Somehow, baseball has reached a point where every infielder and outfielder operates under the suspicion of incompetence; hit it anywhere, fear the worrywarts in power, and somebody will drop it.  The only position beyond reproach is catcher.  Old position #2 is trusted to catch the ball most of the time, provided he can frame it all of the time.  Here are your building blocks to MLB executive thought, 2020: Throw it, catch it, strike ’em out. 

 

It’s a near-perfect strategy, provided you have a endless supply of “power arms.”  Syndergaard has a career SO9 of 9.7.  That’s nice, but not as good as Chris Sale, with a SO9 of 11.1.  Oh, wait, Sale needs Tommy John surgery, too.

 

I love Sale, that string bean with the heart of a lion, always have and always will.  I hope he comes back from surgery as good as new.  But, even if he does, the odds are he won’t have a career nearly as long and good as John’s.

 

And yet the 30-year old Sale with his 109 career wins possesses a career WAR of 45.3, as opposed to 61.6 for John.  Consider what that means.  If Sale does come back 100 percent and replicates the same stats over his next 100 wins, his WAR will be nearly 30 games higher than John’s, even with 87 fewer career wins.  This is analytic insanity, at least to me.

Task list —
1. Reproduce the part of the baseball commentary between "It’s a near-perfect" and "John surgery, too.", inclusive.
2. Condense the paragraph of the baseball commentary that begins "It’s a near-perfect strategy" into a short bulleted list of its main facts.
3. Pick up the baseball commentary immediately after its final sentence and continue it.

Extracted records —

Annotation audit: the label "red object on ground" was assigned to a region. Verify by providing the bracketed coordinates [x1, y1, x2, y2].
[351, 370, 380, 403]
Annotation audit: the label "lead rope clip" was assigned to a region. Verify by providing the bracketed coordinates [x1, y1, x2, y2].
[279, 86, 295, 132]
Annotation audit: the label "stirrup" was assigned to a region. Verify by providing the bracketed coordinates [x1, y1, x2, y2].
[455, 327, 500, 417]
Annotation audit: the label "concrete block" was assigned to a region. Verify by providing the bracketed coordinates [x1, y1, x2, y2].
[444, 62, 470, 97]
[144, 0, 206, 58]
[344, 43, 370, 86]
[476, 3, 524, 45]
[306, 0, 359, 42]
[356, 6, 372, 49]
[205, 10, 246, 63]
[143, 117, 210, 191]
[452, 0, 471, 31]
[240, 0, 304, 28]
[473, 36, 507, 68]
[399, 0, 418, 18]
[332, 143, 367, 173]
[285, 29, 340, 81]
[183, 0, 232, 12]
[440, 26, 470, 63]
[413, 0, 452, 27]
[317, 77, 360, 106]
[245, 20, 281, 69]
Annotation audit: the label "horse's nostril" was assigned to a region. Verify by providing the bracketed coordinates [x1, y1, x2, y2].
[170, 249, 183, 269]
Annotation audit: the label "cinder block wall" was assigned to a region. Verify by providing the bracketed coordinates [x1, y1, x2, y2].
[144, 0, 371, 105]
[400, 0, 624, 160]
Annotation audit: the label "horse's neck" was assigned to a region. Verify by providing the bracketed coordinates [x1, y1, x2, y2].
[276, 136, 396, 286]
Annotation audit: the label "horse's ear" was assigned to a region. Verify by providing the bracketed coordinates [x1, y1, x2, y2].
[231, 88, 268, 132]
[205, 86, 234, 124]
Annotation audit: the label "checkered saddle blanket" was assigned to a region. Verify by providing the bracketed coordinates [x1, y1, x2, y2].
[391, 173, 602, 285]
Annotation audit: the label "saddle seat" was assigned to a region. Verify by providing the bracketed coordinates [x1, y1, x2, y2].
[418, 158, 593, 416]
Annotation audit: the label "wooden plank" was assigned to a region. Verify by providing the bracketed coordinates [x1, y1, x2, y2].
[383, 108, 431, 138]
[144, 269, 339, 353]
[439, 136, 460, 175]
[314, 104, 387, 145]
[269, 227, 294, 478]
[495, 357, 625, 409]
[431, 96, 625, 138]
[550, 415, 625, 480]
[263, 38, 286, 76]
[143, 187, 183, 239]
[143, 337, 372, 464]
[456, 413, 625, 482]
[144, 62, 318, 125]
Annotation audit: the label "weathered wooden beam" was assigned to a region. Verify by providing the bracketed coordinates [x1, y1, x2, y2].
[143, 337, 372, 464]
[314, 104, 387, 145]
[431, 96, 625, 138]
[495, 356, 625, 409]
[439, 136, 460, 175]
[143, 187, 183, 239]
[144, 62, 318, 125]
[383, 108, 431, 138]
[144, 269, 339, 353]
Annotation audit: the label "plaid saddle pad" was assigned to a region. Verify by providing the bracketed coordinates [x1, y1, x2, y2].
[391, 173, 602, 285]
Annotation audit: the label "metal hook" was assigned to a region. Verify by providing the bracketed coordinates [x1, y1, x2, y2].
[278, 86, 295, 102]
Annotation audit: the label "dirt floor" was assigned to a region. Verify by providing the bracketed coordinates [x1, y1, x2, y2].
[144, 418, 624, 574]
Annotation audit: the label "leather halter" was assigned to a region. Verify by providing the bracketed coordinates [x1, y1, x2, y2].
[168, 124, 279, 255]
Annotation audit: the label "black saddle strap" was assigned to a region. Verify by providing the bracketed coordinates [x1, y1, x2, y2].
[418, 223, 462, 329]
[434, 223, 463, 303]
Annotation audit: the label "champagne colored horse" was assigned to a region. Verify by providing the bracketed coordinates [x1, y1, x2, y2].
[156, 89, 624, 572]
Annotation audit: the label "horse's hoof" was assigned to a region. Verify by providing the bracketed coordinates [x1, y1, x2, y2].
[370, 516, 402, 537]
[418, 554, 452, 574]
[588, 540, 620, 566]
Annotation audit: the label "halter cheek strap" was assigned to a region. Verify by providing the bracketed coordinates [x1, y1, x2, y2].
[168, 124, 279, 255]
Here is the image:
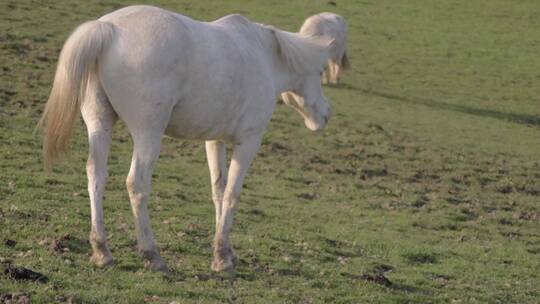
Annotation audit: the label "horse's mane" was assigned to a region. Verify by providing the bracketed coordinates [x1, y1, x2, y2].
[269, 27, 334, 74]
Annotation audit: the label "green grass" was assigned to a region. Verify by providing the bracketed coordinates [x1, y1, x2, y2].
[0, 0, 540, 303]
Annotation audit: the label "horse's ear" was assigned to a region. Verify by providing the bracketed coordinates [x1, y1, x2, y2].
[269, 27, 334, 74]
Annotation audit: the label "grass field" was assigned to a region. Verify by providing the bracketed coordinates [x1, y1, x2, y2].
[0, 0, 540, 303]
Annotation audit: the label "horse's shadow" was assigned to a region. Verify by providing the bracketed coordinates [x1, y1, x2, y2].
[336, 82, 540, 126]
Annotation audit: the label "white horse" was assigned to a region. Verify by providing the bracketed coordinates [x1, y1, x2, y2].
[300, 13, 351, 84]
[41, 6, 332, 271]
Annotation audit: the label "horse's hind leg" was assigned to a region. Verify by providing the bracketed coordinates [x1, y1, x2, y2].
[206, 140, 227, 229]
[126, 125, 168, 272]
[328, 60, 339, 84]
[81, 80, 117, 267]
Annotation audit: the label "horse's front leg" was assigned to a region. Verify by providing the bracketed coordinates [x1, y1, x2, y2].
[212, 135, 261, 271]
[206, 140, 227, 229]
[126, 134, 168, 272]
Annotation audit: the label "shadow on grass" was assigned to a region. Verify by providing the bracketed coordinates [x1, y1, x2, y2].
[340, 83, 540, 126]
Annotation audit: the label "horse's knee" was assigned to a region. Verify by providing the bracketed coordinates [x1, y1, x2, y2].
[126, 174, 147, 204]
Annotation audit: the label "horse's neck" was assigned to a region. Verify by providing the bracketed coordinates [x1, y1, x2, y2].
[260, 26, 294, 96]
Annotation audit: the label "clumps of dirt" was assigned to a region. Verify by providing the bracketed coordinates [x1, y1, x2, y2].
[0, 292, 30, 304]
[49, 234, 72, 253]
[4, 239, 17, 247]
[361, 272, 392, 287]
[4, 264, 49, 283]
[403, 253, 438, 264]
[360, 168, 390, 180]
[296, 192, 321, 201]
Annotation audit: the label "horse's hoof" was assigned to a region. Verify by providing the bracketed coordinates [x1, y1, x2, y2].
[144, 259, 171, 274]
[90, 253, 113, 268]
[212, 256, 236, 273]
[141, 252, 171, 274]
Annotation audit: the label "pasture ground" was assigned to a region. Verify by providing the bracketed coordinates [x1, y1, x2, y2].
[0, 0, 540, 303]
==
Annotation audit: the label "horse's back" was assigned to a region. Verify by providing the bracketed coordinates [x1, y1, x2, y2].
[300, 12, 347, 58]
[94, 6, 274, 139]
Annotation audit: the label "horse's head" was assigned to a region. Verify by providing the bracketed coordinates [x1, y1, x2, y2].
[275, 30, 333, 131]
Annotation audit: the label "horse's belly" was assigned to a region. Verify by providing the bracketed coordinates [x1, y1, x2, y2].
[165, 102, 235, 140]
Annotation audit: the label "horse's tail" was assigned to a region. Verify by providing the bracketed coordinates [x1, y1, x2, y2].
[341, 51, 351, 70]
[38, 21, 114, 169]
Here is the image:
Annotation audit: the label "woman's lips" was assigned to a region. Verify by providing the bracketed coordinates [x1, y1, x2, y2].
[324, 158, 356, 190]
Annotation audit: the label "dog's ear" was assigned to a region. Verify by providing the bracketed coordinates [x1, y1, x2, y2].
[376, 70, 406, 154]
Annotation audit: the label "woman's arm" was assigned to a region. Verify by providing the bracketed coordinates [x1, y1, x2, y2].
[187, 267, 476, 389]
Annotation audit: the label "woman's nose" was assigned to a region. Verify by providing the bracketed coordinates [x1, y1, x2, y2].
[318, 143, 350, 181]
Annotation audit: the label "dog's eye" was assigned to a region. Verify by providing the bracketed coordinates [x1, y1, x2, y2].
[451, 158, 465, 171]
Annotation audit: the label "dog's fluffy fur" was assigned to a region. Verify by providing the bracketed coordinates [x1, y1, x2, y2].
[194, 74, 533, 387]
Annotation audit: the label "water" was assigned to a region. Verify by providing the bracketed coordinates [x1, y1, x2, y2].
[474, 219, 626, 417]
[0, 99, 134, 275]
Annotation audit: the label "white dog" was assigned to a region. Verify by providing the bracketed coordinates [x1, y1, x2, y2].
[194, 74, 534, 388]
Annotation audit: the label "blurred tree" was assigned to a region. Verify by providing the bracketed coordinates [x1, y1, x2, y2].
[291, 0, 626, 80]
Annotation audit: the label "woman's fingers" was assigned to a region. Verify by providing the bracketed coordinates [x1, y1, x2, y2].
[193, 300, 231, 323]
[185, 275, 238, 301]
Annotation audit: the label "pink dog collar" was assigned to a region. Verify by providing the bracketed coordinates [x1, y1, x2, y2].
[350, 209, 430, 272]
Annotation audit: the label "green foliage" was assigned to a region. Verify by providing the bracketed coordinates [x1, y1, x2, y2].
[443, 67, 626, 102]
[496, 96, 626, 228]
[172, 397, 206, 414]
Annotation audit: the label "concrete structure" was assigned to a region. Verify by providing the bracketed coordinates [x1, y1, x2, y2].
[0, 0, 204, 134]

Set of answers —
1.
It’s a near-perfect strategy, provided you have a endless supply of “power arms.”  Syndergaard has a career SO9 of 9.7.  That’s nice, but not as good as Chris Sale, with a SO9 of 11.1.  Oh, wait, Sale needs Tommy John surgery, too.

2.
- The strategy works only with an endless supply of "power arms."
- Syndergaard has a career SO9 of 9.7.
- Chris Sale's career SO9 of 11.1 is better.
- Sale also needs Tommy John surgery.

3.
 

But not to a general manager like Brian Cashman of the Yankees.  He sees free-agent Gerrit Cole with a 2019 SO9 of 13.8 and signs him to a nine-year deal for $324 million.  Cole turns 30 in September.  What will his SO9 be in four or five years?  Tommy John went 37-17 between the ages of 34 and 35, in case you’re wondering, not to be confused with 43-18 the two years after that.

 

I explained all this to Clare, who summed it up with, “In other words, you’re saying only physical freaks who end up in the Hall of Fame can keep throwing that hard.”  Yes, grasshopper, I am, along with wondering why general managers keep taking the gamble and hoping that someone tells Michael Kopech all about the guy the surgery he had is named for.